What to work on:
The records below should be written out again, exactly.

START Extracted records

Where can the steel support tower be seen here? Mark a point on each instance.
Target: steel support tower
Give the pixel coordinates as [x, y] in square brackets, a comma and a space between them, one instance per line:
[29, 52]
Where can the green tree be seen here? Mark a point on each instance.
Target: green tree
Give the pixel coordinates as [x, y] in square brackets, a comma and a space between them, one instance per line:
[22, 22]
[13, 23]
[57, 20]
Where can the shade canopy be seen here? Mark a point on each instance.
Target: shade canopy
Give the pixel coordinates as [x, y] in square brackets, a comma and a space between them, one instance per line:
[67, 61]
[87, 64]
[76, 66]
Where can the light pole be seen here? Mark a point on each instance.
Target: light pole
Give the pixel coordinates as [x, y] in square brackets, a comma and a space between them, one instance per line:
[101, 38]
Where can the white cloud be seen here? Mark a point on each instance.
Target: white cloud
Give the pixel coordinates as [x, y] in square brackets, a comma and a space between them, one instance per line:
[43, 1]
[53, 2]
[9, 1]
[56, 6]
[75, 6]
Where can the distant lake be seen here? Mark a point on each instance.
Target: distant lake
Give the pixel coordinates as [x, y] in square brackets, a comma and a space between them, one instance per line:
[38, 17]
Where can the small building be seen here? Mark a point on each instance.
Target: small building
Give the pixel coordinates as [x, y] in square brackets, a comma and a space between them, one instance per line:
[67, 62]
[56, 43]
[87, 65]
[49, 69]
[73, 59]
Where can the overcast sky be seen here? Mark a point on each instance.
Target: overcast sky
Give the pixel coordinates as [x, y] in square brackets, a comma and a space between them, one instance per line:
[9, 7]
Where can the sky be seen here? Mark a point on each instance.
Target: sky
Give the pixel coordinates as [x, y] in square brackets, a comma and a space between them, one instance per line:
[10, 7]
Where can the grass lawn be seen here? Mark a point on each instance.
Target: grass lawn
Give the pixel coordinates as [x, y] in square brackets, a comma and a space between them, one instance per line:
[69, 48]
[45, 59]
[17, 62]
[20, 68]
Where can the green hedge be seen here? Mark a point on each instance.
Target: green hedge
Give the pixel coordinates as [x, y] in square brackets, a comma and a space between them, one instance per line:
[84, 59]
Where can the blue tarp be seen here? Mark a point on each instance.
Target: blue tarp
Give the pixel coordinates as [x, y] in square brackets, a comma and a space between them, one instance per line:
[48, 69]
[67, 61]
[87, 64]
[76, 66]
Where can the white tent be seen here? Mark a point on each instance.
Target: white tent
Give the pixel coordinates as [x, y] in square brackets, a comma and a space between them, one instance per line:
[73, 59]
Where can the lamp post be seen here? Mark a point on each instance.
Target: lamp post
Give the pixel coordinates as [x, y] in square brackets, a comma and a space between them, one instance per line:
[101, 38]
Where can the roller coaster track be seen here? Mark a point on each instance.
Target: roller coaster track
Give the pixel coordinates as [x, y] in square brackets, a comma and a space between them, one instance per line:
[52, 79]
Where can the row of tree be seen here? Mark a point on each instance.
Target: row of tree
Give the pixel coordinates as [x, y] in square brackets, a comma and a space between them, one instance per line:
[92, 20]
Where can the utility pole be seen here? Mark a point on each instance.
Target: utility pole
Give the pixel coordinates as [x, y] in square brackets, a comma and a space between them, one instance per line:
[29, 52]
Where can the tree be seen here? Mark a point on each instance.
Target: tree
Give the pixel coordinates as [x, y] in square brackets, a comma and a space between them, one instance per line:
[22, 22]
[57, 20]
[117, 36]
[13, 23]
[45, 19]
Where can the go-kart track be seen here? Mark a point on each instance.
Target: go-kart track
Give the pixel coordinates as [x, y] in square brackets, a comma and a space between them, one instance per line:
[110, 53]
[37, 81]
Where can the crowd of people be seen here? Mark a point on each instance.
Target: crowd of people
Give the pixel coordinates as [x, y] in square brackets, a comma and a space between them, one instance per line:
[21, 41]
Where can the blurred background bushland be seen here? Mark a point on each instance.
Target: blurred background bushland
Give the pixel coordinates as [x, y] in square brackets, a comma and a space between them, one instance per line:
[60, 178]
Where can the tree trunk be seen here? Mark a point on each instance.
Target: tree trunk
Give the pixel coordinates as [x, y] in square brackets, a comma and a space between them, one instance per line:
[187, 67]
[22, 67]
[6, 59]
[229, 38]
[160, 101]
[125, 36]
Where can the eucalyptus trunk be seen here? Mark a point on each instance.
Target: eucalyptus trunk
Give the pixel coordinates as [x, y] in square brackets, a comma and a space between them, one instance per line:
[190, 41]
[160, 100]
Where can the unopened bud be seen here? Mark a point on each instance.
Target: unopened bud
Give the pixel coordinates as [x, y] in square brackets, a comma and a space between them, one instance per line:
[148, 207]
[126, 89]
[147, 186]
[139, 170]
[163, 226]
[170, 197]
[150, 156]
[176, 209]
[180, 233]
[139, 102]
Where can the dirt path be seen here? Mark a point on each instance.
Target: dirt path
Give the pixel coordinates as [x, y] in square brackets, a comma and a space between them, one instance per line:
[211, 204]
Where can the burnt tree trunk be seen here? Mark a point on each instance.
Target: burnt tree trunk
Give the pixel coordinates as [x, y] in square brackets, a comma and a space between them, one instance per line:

END Extracted records

Final result:
Where can the steel support tower be seen here? Mark a point on each instance.
Target: steel support tower
Give the pixel coordinates as [x, y] in square brackets, a comma and a space between them, one instance per line:
[29, 52]
Where can the green tree be seen here? Mark a point on each instance.
Target: green tree
Give the pixel coordinates as [x, y] in square brackets, a comma and a space between them, one instance per line:
[22, 22]
[13, 23]
[57, 20]
Where can the shade canopy be seen here? Mark a point on each instance.
Target: shade canopy
Give the pixel coordinates as [x, y] in square brackets, a comma and a space between them, one instance per line:
[67, 61]
[87, 64]
[76, 66]
Where can the light pole be seen here? Mark a point on each instance.
Target: light pole
Give the pixel coordinates as [x, y] in square brackets, a comma and a space between them, one instance per line:
[101, 38]
Where can the white cloud be seen here? Mark a point on each instance.
Target: white cloud
Give the pixel coordinates as [x, y] in square brackets, a comma and a space between them, one instance per line:
[43, 1]
[53, 2]
[9, 1]
[56, 6]
[75, 6]
Where can the distant lake be seen here? Mark a point on each instance.
Target: distant lake
Give the pixel coordinates as [x, y] in square brackets, a comma and a space between them, one instance per line:
[38, 17]
Where can the small building be seen here? Mark a point on each instance.
Target: small building
Give the pixel coordinates as [x, y] in square brackets, a comma and a space between them, one instance per line:
[67, 62]
[56, 43]
[87, 65]
[49, 69]
[73, 59]
Where can the overcast sky be seen here? Mark a point on each instance.
Target: overcast sky
Give the pixel coordinates as [x, y] in square brackets, a comma and a space between them, one instance per line:
[9, 7]
Where can the sky be seen here? Mark a point on each instance.
Target: sky
Give the pixel coordinates as [x, y] in square brackets, a comma and a space between them, one instance per line:
[10, 7]
Where can the grass lawn be seen here? Mark a point on each instance.
Target: grass lawn
Give the pixel coordinates as [x, y] in square brackets, a comma and a space between them, one instance per line:
[69, 48]
[45, 59]
[17, 62]
[20, 68]
Where can the green hedge be seen here? Mark a point on each instance.
Target: green hedge
Give the pixel coordinates as [x, y] in square brackets, a comma and a space between them, one instance per line:
[84, 59]
Where can the blue tarp be seen here? Mark a point on each instance.
Target: blue tarp
Give the pixel coordinates as [x, y] in square brackets, a comma and a space between them, one instance per line:
[48, 69]
[67, 61]
[87, 64]
[76, 66]
Where can the white tent be seen here? Mark a point on each instance.
Target: white tent
Give the pixel coordinates as [x, y] in square brackets, a comma and a space between them, one instance per line:
[73, 59]
Where can the lamp post be seen here? Mark a point on each instance.
Target: lamp post
Give the pixel coordinates as [x, y] in square brackets, a comma and a space between them, one instance per line:
[101, 38]
Where can the roller coaster track be seen here? Mark a point on each instance.
Target: roller coaster track
Give the pixel coordinates as [x, y] in square brackets, a comma and a space between them, one instance per line:
[52, 79]
Where can the row of tree be seen here? Mark a point on each instance.
Target: row of tree
Give the pixel coordinates as [x, y] in square brackets, a comma and a space between them, one instance per line:
[92, 20]
Where can the utility pole be seen here? Mark a point on each instance.
Target: utility pole
Give the pixel coordinates as [x, y] in square brackets, a comma and a space between them, one instance per line:
[29, 52]
Where can the tree be seen here? Mark a point on each instance.
Target: tree
Give the pixel coordinates as [x, y] in square brackets, a comma and a space between them, one instance per line:
[22, 22]
[57, 20]
[117, 36]
[13, 23]
[45, 19]
Where can the go-kart track be seen here? Mark a point on each instance.
Target: go-kart track
Give the pixel coordinates as [x, y] in square brackets, a comma and a space between them, one instance per line:
[110, 53]
[37, 81]
Where can the crowd of people be seen here? Mark a point on each instance.
Target: crowd of people
Give the pixel coordinates as [x, y] in square brackets, a comma and a space between them, one instance per line:
[21, 41]
Where can the blurred background bushland be seen here? Mark a point on each instance.
Target: blurred background bushland
Give the pixel coordinates as [x, y] in square brackets, a comma and a space between them, one instance per line:
[60, 178]
Where can the tree trunk be seen here? Mark a point on each instance.
Target: tree trunk
Give the pixel coordinates as [x, y] in square brackets, a comma and a space between them, one instance per line:
[187, 67]
[22, 67]
[6, 59]
[229, 38]
[160, 101]
[125, 36]
Where can the eucalyptus trunk be seen here? Mark a point on each instance.
Target: eucalyptus trunk
Give the pixel coordinates as [x, y] in square brackets, a comma and a space between them, one instance per line:
[190, 41]
[160, 100]
Where can the unopened bud be seen here? Mark a point on each instance.
Target: unopened bud
Give the pixel coordinates as [x, y] in square brackets, a comma and a space between them, one instance per line:
[148, 207]
[126, 89]
[147, 186]
[139, 170]
[163, 226]
[170, 197]
[150, 156]
[176, 209]
[180, 233]
[139, 102]
Where can the dirt path be seen here? Mark a point on each instance.
Target: dirt path
Give the pixel coordinates as [x, y] in square brackets, a comma and a space between them, one instance per line:
[211, 204]
Where can the burnt tree trunk be seen here? Mark a point on each instance.
Target: burnt tree trunk
Give the pixel coordinates as [x, y] in square brackets, a comma and a space between them, one instance per line:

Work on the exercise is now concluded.